# Zitierter Text:

□ □ □ □ □ □ □

2040 Ziele: EU-KOM am notwendigem Mininum, Ende der Fossilen nicht in Sicht

Michael Bloss, klimapolitischer Sprecher der Grünen im EP, kommentiert den geleakten Vorschlag der EU-Kommission für die Klimaziele für 2040:

Der Vorschlag ist an der Untergrenze von dem, was wissenschaftlich notwendig ist. Für eine glaubwürdige Vorreiterrolle beim Klimaschutz muss die Europäische Union auf das obere Ende zielen - und das sind mindestens 95 % CO₂-Reduktion bis zum Jahr 2040.

Die Strategien zur Erreichung dieser Klimaziele lesen sich wie ein Lobby-Papier der fossilen Industrie. Statt Züge und Elektromobilität will die EU-Kommission teure E-Fuels durchbringen. Anstatt ganz auf günstige Energie aus Sonne und Wind zu setzen, schlägt die EU-Kommission Gas- und Kohlekraftwerke vor, die mit einer Zombie-CO2-Abscheidung ausgestattet sind. Dabei ist klar: Alles CO₂, was wir versuchen zu vergraben, kommt irgendwann wieder ans Tageslicht.

So können dreckige Kohle- und Gaskraftwerke bis in alle Ewigkeit weiterlaufen, ein Mega-Geschenk für die Großkonzerne. Sogenanntes „Clean-Coal“ oder „Clean-Gas“ sind und bleiben Scheinlösungen. Jetzt fällt von der Leyen auf die fossile Lobby rein. Das ist keine Strategie für die Zukunft.

Damit Europa nach vorne kommt, braucht es konkrete Schritte. Ein Klimaziel für das Jahr 2035 und ein messbares CO₂-Budget. Nur so kommen wir weiter.

Michael Bloss, leading climate politician with the Greens, comments on the leaked COM's proposal for the 2040 climate targets:

The proposal falls short of the scientifically necessary benchmark. To truly lead in climate protection, the European Union must set its sights higher – aiming for a minimum of 95% CO₂ reduction by 2040.

□ □ □ □ □ □ □

# Aufgabenstellung:
a: Gib aus der Stellungnahme zu den Klimazielen 2040 den Abschnitt wortgetreu wieder, der mit den Worten „Michael Bloss, leading“ beginnt und mit „reduction by 2040.“ endet.
b: Führe die Stellungnahme zu den Klimazielen 2040 im Anschluss an ihren letzten Satz fort.
Die Einträge stehen in keinem Zusammenhang mit der Stellungnahme zu den Klimazielen 2040.

# Gespeicherte Einträge:
□ □ □ □ □ □ □

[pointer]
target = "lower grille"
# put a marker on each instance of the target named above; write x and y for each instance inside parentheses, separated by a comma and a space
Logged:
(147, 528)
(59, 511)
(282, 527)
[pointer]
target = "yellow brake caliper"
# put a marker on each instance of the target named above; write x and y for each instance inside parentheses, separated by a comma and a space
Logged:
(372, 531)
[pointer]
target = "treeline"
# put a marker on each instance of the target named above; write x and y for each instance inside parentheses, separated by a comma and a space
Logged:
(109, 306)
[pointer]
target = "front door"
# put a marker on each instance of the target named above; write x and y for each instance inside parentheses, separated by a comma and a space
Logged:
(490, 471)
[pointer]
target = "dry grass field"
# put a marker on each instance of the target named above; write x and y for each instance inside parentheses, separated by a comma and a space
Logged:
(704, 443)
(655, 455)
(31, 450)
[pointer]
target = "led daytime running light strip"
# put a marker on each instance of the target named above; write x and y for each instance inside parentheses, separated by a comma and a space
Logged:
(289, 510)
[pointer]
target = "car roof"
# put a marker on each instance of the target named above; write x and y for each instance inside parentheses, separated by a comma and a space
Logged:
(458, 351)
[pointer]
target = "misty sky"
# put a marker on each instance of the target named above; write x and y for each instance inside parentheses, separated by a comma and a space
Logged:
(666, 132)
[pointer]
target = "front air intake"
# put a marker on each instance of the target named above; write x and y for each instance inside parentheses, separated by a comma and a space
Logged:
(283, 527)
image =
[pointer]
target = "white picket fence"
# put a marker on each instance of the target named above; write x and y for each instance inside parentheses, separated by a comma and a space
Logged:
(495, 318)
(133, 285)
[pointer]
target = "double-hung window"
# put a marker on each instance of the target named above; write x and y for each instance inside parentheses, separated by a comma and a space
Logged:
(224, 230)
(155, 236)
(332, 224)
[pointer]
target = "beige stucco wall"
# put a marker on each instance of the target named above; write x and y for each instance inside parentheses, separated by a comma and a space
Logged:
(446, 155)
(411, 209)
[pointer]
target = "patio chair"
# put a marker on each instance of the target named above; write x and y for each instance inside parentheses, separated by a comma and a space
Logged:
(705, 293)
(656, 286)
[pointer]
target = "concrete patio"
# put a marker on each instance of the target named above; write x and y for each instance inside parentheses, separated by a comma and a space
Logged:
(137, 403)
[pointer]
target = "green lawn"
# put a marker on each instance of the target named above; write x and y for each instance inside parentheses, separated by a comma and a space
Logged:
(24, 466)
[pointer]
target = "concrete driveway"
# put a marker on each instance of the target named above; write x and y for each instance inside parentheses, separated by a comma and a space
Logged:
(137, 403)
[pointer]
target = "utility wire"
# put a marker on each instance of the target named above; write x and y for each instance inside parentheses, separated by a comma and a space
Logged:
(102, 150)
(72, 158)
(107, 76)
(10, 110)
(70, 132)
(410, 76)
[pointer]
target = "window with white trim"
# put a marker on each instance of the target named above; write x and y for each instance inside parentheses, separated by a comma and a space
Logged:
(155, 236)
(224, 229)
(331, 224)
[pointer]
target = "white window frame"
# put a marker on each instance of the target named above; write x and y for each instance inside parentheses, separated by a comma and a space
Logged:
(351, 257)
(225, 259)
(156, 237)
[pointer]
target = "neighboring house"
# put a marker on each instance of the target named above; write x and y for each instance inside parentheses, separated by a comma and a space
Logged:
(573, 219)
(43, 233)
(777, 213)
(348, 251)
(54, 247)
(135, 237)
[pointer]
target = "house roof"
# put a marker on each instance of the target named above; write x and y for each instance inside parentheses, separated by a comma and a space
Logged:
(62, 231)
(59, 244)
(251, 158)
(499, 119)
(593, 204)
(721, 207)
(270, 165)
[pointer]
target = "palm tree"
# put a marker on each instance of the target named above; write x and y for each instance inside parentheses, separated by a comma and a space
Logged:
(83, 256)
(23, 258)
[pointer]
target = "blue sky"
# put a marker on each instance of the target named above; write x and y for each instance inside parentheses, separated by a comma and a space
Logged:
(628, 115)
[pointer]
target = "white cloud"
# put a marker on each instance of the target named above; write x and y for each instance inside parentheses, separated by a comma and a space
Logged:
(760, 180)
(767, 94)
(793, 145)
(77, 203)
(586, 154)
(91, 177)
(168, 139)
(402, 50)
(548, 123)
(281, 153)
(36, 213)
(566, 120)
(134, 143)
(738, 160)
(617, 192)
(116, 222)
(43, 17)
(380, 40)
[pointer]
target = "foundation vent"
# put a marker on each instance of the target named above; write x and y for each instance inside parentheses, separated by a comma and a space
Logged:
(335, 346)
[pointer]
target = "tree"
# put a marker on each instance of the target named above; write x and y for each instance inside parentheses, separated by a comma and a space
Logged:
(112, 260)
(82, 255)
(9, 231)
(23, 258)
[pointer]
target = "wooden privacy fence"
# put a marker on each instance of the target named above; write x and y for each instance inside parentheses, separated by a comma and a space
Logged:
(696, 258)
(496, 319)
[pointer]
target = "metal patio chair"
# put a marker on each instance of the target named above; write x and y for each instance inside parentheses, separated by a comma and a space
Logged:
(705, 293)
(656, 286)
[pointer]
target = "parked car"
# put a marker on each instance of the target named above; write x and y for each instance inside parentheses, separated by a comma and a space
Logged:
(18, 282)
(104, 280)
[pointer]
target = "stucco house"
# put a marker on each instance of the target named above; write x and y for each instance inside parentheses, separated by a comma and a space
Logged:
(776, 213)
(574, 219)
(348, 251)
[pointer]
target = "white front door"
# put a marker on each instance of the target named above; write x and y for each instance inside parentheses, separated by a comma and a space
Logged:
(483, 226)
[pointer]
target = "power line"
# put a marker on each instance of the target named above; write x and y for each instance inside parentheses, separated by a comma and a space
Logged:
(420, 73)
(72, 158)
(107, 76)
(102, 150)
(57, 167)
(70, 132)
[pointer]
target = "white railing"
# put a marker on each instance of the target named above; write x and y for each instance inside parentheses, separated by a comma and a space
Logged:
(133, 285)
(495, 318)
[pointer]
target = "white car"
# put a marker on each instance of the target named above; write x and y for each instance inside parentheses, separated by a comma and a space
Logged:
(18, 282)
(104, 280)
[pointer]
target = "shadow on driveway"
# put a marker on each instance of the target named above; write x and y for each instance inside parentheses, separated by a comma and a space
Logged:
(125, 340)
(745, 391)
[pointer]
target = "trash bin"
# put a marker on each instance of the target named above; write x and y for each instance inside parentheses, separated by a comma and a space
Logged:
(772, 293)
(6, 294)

□ □ □ □ □ □ □

# Antworten je Aufgabe:
a:
Michael Bloss, leading climate politician with the Greens, comments on the leaked COM's proposal for the 2040 climate targets:

The proposal falls short of the scientifically necessary benchmark. To truly lead in climate protection, the European Union must set its sights higher – aiming for a minimum of 95% CO₂ reduction by 2040.

b:
The strategies outlined to achieve these climate goals seem plucked from a fossil fuel industry playbook. Instead of championing trains and electromobility, the EU Commission veers towards introducing costly e-fuels. Rather than fully embracing affordable energy from the sun and wind, the Commission suggests gas and coal-fired power plants equipped with what can only be described as zombie CO2 capture. It's crystal clear: any CO2 we attempt to bury will inevitably claw its way back into the light.

This approach essentially greenlights the perpetual operation of dirty coal and gas power plants, a colossal boon for large corporations. The notions of 'clean coal' or 'clean gas' are, and will remain, elusive solutions. Now, von der Leyen seems to be capitulating to the fossil fuel lobby. This, undeniably, is not a forward-thinking strategy.

Europe needs clear actions to move forward. Setting a climate goal for 2035 and having a measurable CO₂ budget are the only real ways to make progress.

Themenhintergrund vom 02. Februar 2024

Am Dienstag, dem 6. Februar, stellt die EU-Kommission ihre Empfehlungen für das 2040-Klimaziel vor. Die Empfehlung wird von einer Folgenabschätzung begleitet, die drei unterschiedliche Zielpfade evaluiert. Gleichzeitig stellt die Kommission auch eine CO₂-Management-Strategie vor, die für einen frühen Hochlauf von CO₂-Märkten sorgen soll.

Diese Empfehlung der Kommission ist noch kein Gesetzesvorschlag. Der Gesetzesvorschlag, um das Klimaziel 2040 festzulegen, wird erst nach der Europawahl vorgestellt, voraussichtlich erst Anfang 2025. Danach müssen Parlament und Mitgliedstaaten das Gesetz verhandeln und verabschieden.

Klimaziel-Empfehlung der EU-Kommission

Kontext:

Das Europäische Klimagesetz schreibt vor, dass die Kommission sechs Monate nach der ersten globalen Bestandsaufnahme (die im Dezember 2023 in Dubai stattgefunden hat) ein neues EU-Klimaziel für 2040 vorschlagen muss.

KOM-Empfehlung:

Von den drei evaluierten Szenarien empfiehlt die Kommission das Szenario mit einem Reduktionsziel von 90 % bis 2040, verglichen mit den Emissionswerten von 1990.  Von den Szenarien, die die Kommission in Betracht gezogen hat, ist dieses das ambitionierteste. Allerdings hat sie kein Szenario evaluiert, das zu Einsparungen über 90 % geführt hätte.

Empfehlung des Klimarats:

Der Europäische Wissenschaftliche Beirat zum Klimawandel (European Scientific Advisory Board on Climate Change)  hatte im Juni 2023 ein Gutachten veröffentlicht, in dem die Wissenschaftler*innen darlegen, dass ein EU-Klimaziel für 2040 von 90 bis 95 % der einzige Weg für die EU ist, um ihre Verpflichtungen aus dem Pariser Klimaabkommen zu erfüllen.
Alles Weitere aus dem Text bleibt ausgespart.